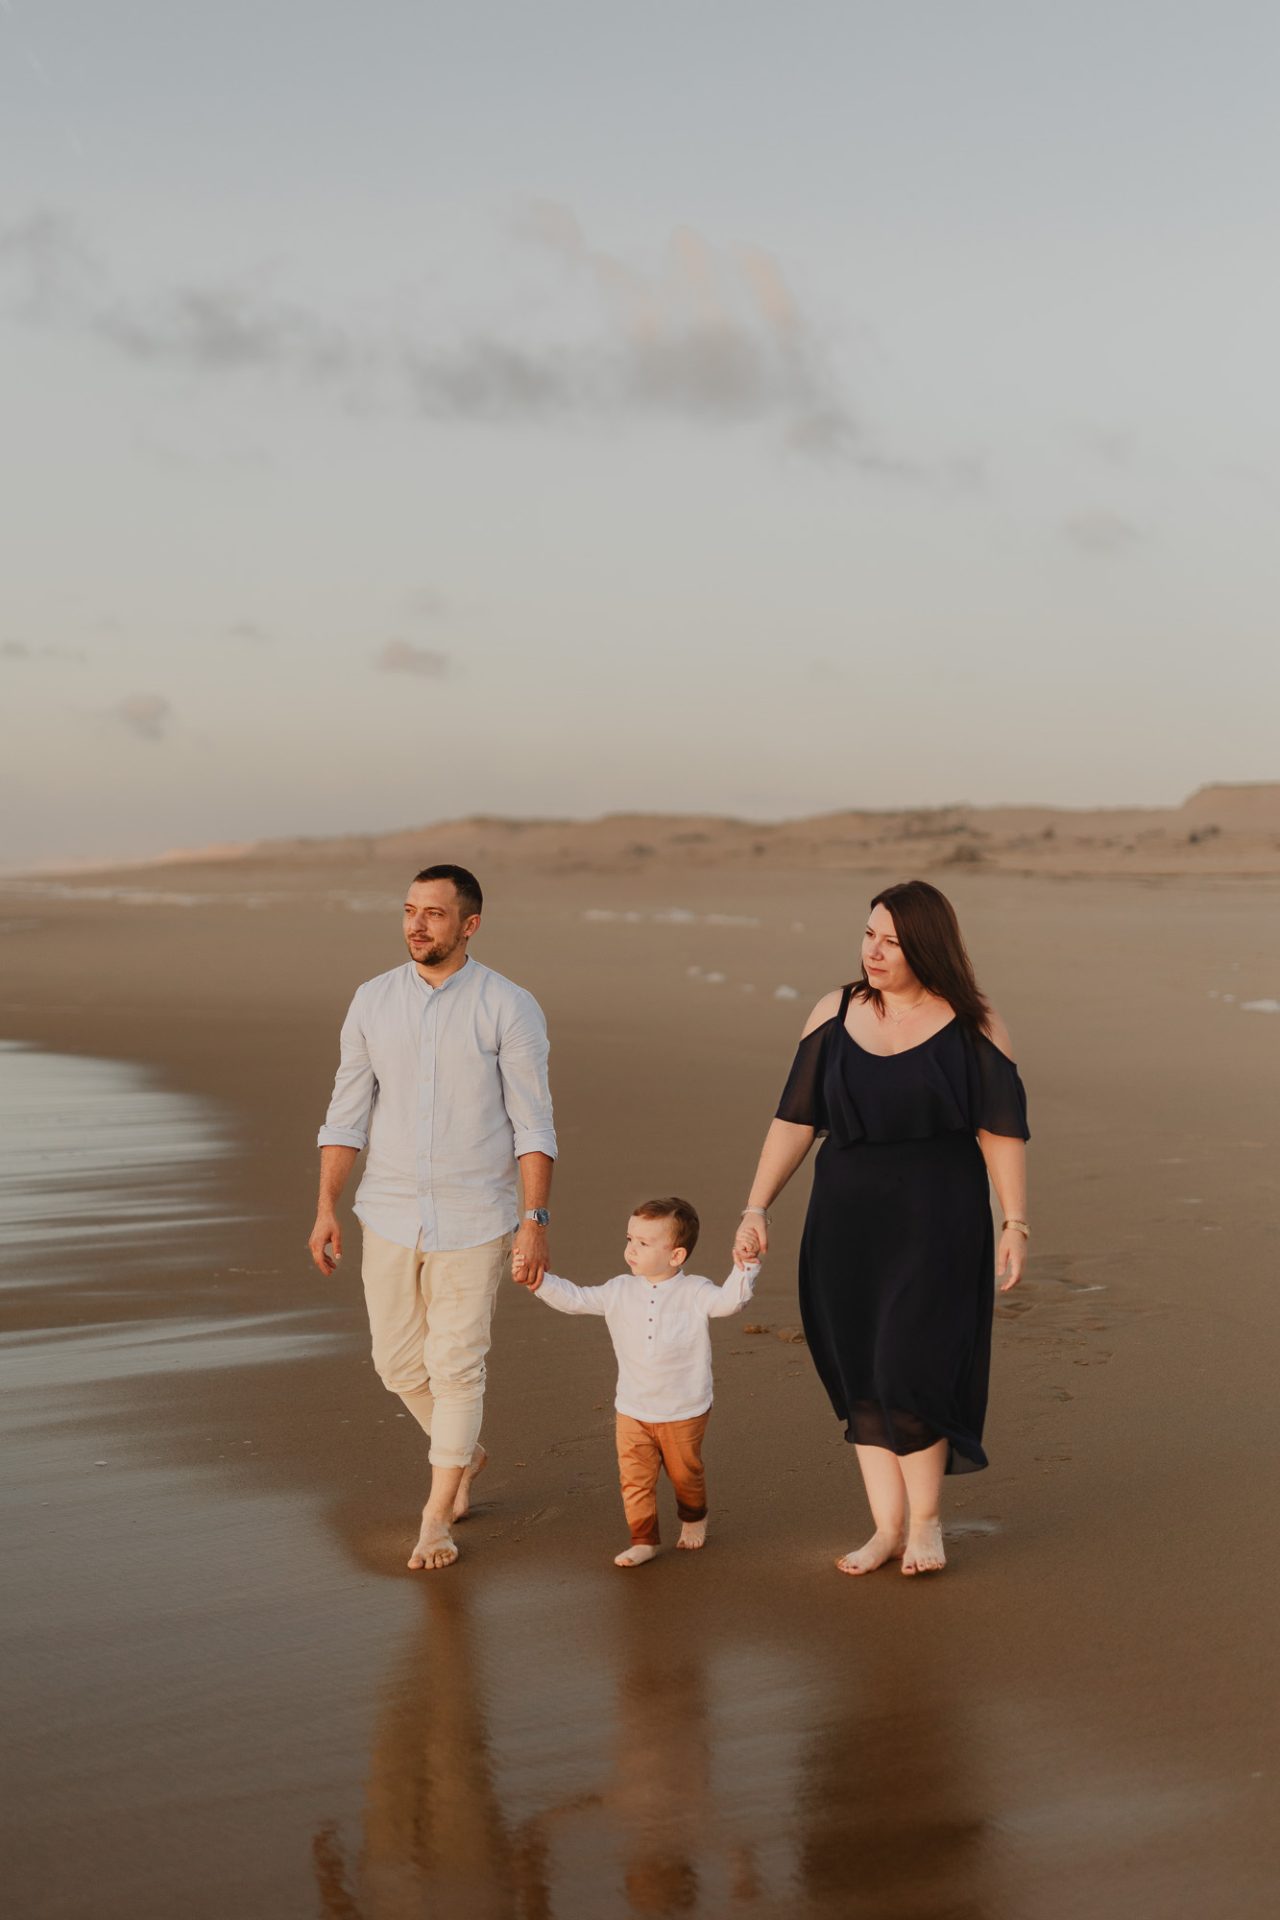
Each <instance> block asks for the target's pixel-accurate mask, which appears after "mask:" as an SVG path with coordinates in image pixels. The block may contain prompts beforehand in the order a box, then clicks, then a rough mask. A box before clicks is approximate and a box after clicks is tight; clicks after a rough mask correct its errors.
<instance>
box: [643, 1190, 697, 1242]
mask: <svg viewBox="0 0 1280 1920" xmlns="http://www.w3.org/2000/svg"><path fill="white" fill-rule="evenodd" d="M631 1219H670V1221H672V1231H674V1235H676V1238H674V1240H672V1246H683V1250H685V1254H693V1250H695V1246H697V1244H699V1227H700V1221H699V1215H697V1212H695V1210H693V1208H691V1206H689V1202H687V1200H677V1198H676V1196H674V1194H672V1196H670V1198H668V1200H641V1204H639V1206H635V1208H631Z"/></svg>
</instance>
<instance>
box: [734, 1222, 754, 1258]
mask: <svg viewBox="0 0 1280 1920" xmlns="http://www.w3.org/2000/svg"><path fill="white" fill-rule="evenodd" d="M752 1260H760V1235H758V1233H756V1229H754V1227H739V1231H737V1238H735V1240H733V1263H735V1265H737V1267H747V1265H750V1263H752Z"/></svg>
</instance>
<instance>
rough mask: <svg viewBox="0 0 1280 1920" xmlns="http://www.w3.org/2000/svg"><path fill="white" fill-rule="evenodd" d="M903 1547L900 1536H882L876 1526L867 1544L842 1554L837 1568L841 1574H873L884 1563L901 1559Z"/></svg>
mask: <svg viewBox="0 0 1280 1920" xmlns="http://www.w3.org/2000/svg"><path fill="white" fill-rule="evenodd" d="M904 1546H906V1542H904V1538H902V1534H883V1532H881V1530H879V1526H877V1530H875V1532H873V1534H871V1538H869V1540H867V1544H865V1546H862V1548H856V1549H854V1551H852V1553H844V1555H842V1559H839V1561H837V1567H839V1569H841V1572H875V1569H877V1567H883V1565H885V1561H890V1559H902V1551H904Z"/></svg>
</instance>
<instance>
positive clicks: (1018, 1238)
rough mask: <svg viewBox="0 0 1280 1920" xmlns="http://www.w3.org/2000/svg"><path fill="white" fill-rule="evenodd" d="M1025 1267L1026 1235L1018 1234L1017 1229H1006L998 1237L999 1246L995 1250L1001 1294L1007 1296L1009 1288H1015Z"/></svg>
mask: <svg viewBox="0 0 1280 1920" xmlns="http://www.w3.org/2000/svg"><path fill="white" fill-rule="evenodd" d="M1025 1265H1027V1235H1025V1233H1019V1231H1017V1227H1006V1229H1004V1233H1002V1235H1000V1246H998V1248H996V1279H998V1281H1000V1292H1002V1294H1007V1290H1009V1288H1011V1286H1017V1283H1019V1281H1021V1277H1023V1269H1025ZM1006 1275H1007V1279H1006Z"/></svg>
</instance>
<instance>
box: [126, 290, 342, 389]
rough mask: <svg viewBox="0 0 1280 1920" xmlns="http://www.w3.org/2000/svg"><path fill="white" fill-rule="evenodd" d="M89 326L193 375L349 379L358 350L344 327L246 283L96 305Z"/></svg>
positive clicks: (127, 344) (321, 380) (134, 351)
mask: <svg viewBox="0 0 1280 1920" xmlns="http://www.w3.org/2000/svg"><path fill="white" fill-rule="evenodd" d="M92 324H94V330H96V332H98V334H102V338H104V340H107V342H109V344H111V346H115V348H119V349H121V353H127V355H129V357H130V359H136V361H144V363H159V365H177V367H184V369H188V371H194V372H213V374H230V372H290V374H296V376H301V378H305V380H319V382H330V380H338V378H347V376H349V374H351V372H353V371H355V367H357V361H359V357H361V355H359V351H357V348H355V346H353V342H351V340H349V338H347V336H345V334H344V330H342V328H338V326H332V324H328V323H324V321H320V319H317V317H315V315H309V313H305V311H303V309H301V307H290V305H276V303H271V301H267V300H263V298H261V296H259V294H257V292H255V290H253V288H246V286H234V284H225V286H180V288H177V290H175V292H171V294H165V296H161V298H159V300H154V301H150V303H148V305H146V307H129V305H123V303H109V305H102V307H98V309H96V313H94V317H92Z"/></svg>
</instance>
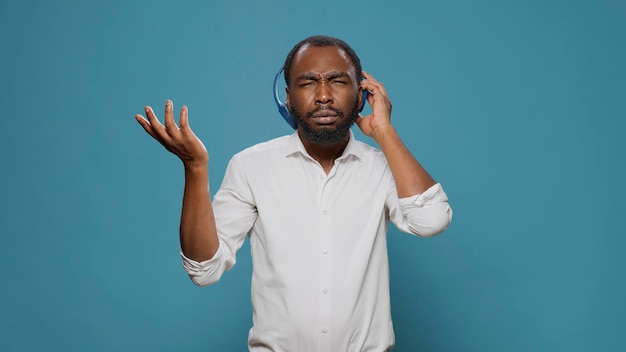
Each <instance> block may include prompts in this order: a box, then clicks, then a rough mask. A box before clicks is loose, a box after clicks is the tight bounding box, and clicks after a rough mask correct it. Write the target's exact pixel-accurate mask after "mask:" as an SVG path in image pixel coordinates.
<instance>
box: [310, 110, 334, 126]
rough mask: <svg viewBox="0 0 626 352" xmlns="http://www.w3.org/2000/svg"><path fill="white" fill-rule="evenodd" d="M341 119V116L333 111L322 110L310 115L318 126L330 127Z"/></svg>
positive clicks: (310, 116) (311, 118)
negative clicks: (337, 121) (338, 119)
mask: <svg viewBox="0 0 626 352" xmlns="http://www.w3.org/2000/svg"><path fill="white" fill-rule="evenodd" d="M338 118H339V114H337V113H336V112H335V111H333V110H328V109H324V110H320V111H316V112H314V113H313V114H311V115H310V117H309V119H311V120H313V122H315V123H316V124H318V125H330V124H332V123H333V122H335V121H337V119H338Z"/></svg>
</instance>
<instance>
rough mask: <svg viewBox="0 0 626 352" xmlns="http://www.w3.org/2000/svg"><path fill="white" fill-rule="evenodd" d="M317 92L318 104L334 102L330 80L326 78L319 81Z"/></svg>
mask: <svg viewBox="0 0 626 352" xmlns="http://www.w3.org/2000/svg"><path fill="white" fill-rule="evenodd" d="M315 93H316V95H315V103H316V104H322V105H326V104H330V103H332V102H333V98H332V94H331V93H330V89H329V86H328V82H327V81H326V80H322V81H320V82H319V84H318V85H317V91H316V92H315Z"/></svg>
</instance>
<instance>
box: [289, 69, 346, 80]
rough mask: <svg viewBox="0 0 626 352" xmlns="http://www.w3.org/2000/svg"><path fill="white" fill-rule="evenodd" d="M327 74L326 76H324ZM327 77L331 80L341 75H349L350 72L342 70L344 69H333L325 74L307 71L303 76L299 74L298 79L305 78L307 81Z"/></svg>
mask: <svg viewBox="0 0 626 352" xmlns="http://www.w3.org/2000/svg"><path fill="white" fill-rule="evenodd" d="M324 76H325V77H324ZM322 77H324V78H326V79H327V80H331V79H335V78H341V77H348V73H347V72H342V71H331V72H328V73H325V74H319V73H310V72H309V73H305V74H303V75H301V76H299V77H298V78H296V79H298V80H305V81H318V80H319V79H320V78H322Z"/></svg>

•••

#### Work instructions
Transcribe the records verbatim, excluding pictures.

#### Solution to this problem
Each <instance> block asks for the target's pixel-accurate mask, which appears after "mask:" as an SVG path with coordinates in image pixels. The block may contain prompts beforehand in the order a box, then clicks, then a rough mask. A box before clicks is approximate and a box after clicks is tight; clicks after a rough mask correct its errors.
<instance>
box: [643, 1190, 697, 1242]
mask: <svg viewBox="0 0 1280 1920" xmlns="http://www.w3.org/2000/svg"><path fill="white" fill-rule="evenodd" d="M631 1219H670V1221H672V1231H674V1235H676V1238H674V1240H672V1246H683V1250H685V1254H693V1250H695V1246H697V1244H699V1227H700V1221H699V1215H697V1212H695V1210H693V1208H691V1206H689V1202H687V1200H677V1198H676V1196H674V1194H672V1196H670V1198H668V1200H641V1204H639V1206H635V1208H631Z"/></svg>
</instance>
<instance>
box: [734, 1222, 754, 1258]
mask: <svg viewBox="0 0 1280 1920" xmlns="http://www.w3.org/2000/svg"><path fill="white" fill-rule="evenodd" d="M752 1260H760V1235H758V1233H756V1229H754V1227H739V1231H737V1238H735V1240H733V1263H735V1265H737V1267H747V1265H750V1263H752Z"/></svg>
</instance>
<instance>
rough mask: <svg viewBox="0 0 1280 1920" xmlns="http://www.w3.org/2000/svg"><path fill="white" fill-rule="evenodd" d="M903 1547L900 1536H882L876 1526L867 1544L842 1554L837 1568L841 1574H873L884 1563L901 1559Z"/></svg>
mask: <svg viewBox="0 0 1280 1920" xmlns="http://www.w3.org/2000/svg"><path fill="white" fill-rule="evenodd" d="M904 1546H906V1542H904V1538H902V1534H883V1532H881V1530H879V1526H877V1530H875V1532H873V1534H871V1538H869V1540H867V1544H865V1546H862V1548H856V1549H854V1551H852V1553H844V1555H842V1559H839V1561H837V1567H839V1569H841V1572H875V1569H877V1567H883V1565H885V1561H890V1559H902V1551H904Z"/></svg>
</instance>
<instance>
positive clicks: (1018, 1238)
rough mask: <svg viewBox="0 0 1280 1920" xmlns="http://www.w3.org/2000/svg"><path fill="white" fill-rule="evenodd" d="M1025 1267L1026 1235L1018 1234L1017 1229H1006L998 1237L999 1246L995 1250L1001 1294L1007 1296L1009 1288H1015Z"/></svg>
mask: <svg viewBox="0 0 1280 1920" xmlns="http://www.w3.org/2000/svg"><path fill="white" fill-rule="evenodd" d="M1025 1265H1027V1235H1025V1233H1019V1231H1017V1227H1006V1229H1004V1233H1002V1235H1000V1246H998V1248H996V1279H998V1281H1000V1292H1002V1294H1007V1290H1009V1288H1011V1286H1017V1283H1019V1281H1021V1277H1023V1269H1025ZM1006 1275H1007V1279H1006Z"/></svg>
</instance>
<instance>
box: [126, 290, 342, 389]
rough mask: <svg viewBox="0 0 1280 1920" xmlns="http://www.w3.org/2000/svg"><path fill="white" fill-rule="evenodd" d="M89 326L193 375L349 379L358 350L344 327L246 283L96 305Z"/></svg>
positive clicks: (127, 344) (321, 380) (134, 351)
mask: <svg viewBox="0 0 1280 1920" xmlns="http://www.w3.org/2000/svg"><path fill="white" fill-rule="evenodd" d="M92 324H94V330H96V332H98V334H102V338H104V340H107V342H109V344H111V346H115V348H119V349H121V353H127V355H129V357H130V359H136V361H144V363H159V365H177V367H184V369H188V371H194V372H213V374H230V372H290V374H296V376H301V378H305V380H319V382H330V380H338V378H347V376H349V374H351V372H353V371H355V367H357V361H359V357H361V355H359V351H357V348H355V346H353V342H351V340H349V338H347V336H345V334H344V330H342V328H338V326H332V324H328V323H324V321H320V319H317V317H315V315H309V313H305V311H303V309H301V307H290V305H276V303H271V301H267V300H263V298H261V296H259V294H257V292H255V290H253V288H246V286H234V284H225V286H180V288H177V290H175V292H171V294H165V296H161V298H159V300H154V301H150V303H148V305H146V307H129V305H123V303H109V305H102V307H98V309H96V313H94V317H92Z"/></svg>
</instance>
Each <instance> block may include prompts in this order: a box, then clicks, then a rough mask. A box before clicks is loose, a box after clicks is the tight bounding box, and clicks after a rough mask correct it. Write the target's exact pixel-accurate mask after "mask:" as an SVG path in image pixel coordinates.
<instance>
box: [310, 110, 334, 126]
rough mask: <svg viewBox="0 0 626 352" xmlns="http://www.w3.org/2000/svg"><path fill="white" fill-rule="evenodd" d="M341 119V116L333 111L322 110L310 115L318 126L330 127Z"/></svg>
positive clicks: (310, 116) (311, 118)
negative clicks: (337, 121) (338, 119)
mask: <svg viewBox="0 0 626 352" xmlns="http://www.w3.org/2000/svg"><path fill="white" fill-rule="evenodd" d="M338 118H339V114H337V113H336V112H335V111H333V110H328V109H324V110H320V111H316V112H314V113H313V114H311V115H310V117H309V119H311V120H313V122H315V123H316V124H318V125H330V124H332V123H333V122H335V121H337V119H338Z"/></svg>
</instance>
<instance>
rough mask: <svg viewBox="0 0 626 352" xmlns="http://www.w3.org/2000/svg"><path fill="white" fill-rule="evenodd" d="M317 92L318 104L334 102L330 80L326 78L319 81Z"/></svg>
mask: <svg viewBox="0 0 626 352" xmlns="http://www.w3.org/2000/svg"><path fill="white" fill-rule="evenodd" d="M315 93H316V95H315V103H316V104H322V105H326V104H330V103H332V102H333V98H332V94H331V93H330V89H329V86H328V82H327V81H326V80H322V81H320V82H319V84H318V85H317V91H316V92H315Z"/></svg>
</instance>
<instance>
box: [289, 69, 346, 80]
rough mask: <svg viewBox="0 0 626 352" xmlns="http://www.w3.org/2000/svg"><path fill="white" fill-rule="evenodd" d="M327 74L326 76H324ZM327 77L331 80L341 75H349L350 72L342 70L344 69H333L325 74L307 71L303 76L299 74L298 79L305 78L307 81Z"/></svg>
mask: <svg viewBox="0 0 626 352" xmlns="http://www.w3.org/2000/svg"><path fill="white" fill-rule="evenodd" d="M324 76H325V77H324ZM322 77H324V78H326V79H327V80H331V79H335V78H341V77H348V73H347V72H342V71H331V72H328V73H325V74H319V73H310V72H309V73H305V74H303V75H301V76H299V77H298V78H296V79H298V80H305V81H318V80H319V79H320V78H322Z"/></svg>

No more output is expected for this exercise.